## start Extract provided

What saddens us is that the situation we find ourselves in is typical of the outcomes of policies in Washington. We have the means to ensure that our family does fine, no matter how this city or state underperforms for its poorest residents, but increasingly those in the middle class too.
I’m optimistic that this situation can be turned around because I’ve seen firsthand that it can be done. While I fully expected to continue the good fight to make it happen, I’ll now be rooting for you all from afar. In my January speech, I explained where I think a critical gap is:
…most of the time those that do speak out are only saying no to crazy policy proposals. While that is critically important, it’s not a sustainable or long-term strategy for winning. When groups that are openly hostile to business are out on the front lines every day, coordinate their policies and have sympathetic politicians on the local council or in the legislature, you’re never going to win any battles of ideas let alone wars.
…Businesses and business leaders can pour money into election after election, but it won’t make a difference if there’s no policy debate influencing voters’ decisions by making the case for change and ensuring that the case is heard.
I recently came across a 1993 speech by my father to an Auckland employer’s group entitled “On Doing What is Necessary”, which seems particularly pertinent to the point I was making. Like me, he was an eternal optimist. But he concluded his talk:
I have to say that I get a little tired of people who tell us privately how much they admire our efforts but keep their distance when the going gets tough. The fact is that the going is always tough when you are confronting vested interests who do not take kindly to the idea of having their privileges removed… But if you want to work, live and do business in a country with a real future; if you think there are past gains worth defending and future gains worth fighting for; and if you are not content to leave the field to vested interests and congenital pessimists, then I suggest you remember these lines by the poet Charles Mackay:
‘You have no enemies, you say?
Alas, my friend, the boast is poor.
He who has mingled in the fray…
Must have made foes. If you have none,
Small is the work that you have done…
You’ve never turned the wrong to right,
You’ve been a coward in the fight.’
Apply these lines about New Zealand from almost three decades ago to the situation Seattle finds itself in today. If business leaders here muster the courage to mingle in the fray of Washington policy debates and speak up on these matters, I know this situation can be turned around.
We wish you all the best. The past 15 years plus have been a blast and we’ll miss all the friends we’ve made.

## end Extract provided

■ Required task A: Find each line in the records that contains the string "eyeglasses" and copy those lines.
The excerpt and the records have no connection to each other.

## start Material provided

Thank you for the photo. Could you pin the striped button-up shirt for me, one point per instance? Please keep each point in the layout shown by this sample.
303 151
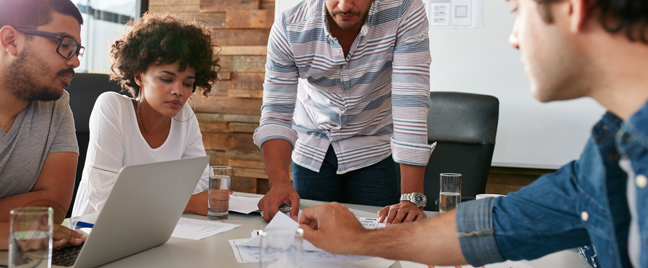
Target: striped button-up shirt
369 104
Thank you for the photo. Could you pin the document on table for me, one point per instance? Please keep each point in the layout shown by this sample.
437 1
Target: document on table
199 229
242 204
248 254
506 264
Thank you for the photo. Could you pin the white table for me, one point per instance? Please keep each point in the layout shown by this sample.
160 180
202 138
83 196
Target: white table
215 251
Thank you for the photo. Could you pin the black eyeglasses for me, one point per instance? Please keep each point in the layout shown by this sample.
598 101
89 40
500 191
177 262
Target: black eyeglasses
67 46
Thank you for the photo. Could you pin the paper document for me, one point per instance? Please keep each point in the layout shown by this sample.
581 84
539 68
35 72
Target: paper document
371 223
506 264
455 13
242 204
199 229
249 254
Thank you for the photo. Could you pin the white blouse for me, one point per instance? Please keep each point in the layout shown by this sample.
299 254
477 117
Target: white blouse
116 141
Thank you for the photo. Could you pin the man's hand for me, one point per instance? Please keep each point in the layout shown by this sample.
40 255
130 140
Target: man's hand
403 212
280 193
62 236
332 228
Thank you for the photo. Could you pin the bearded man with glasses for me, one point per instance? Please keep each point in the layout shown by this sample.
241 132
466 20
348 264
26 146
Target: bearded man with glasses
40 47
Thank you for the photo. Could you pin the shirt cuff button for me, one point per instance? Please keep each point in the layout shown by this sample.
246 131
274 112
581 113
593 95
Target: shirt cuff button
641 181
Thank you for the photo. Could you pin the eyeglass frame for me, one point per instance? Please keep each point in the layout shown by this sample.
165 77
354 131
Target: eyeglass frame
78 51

## end Material provided

■ Required task B: Name every distinct place mentioned in the excerpt.

■ Final answer A:
Thank you for the photo. Could you pin the black eyeglasses for me, one point per instance? Please keep each point in the layout shown by this sample.
Target: black eyeglasses

■ Final answer B: Washington, Auckland, New Zealand, Seattle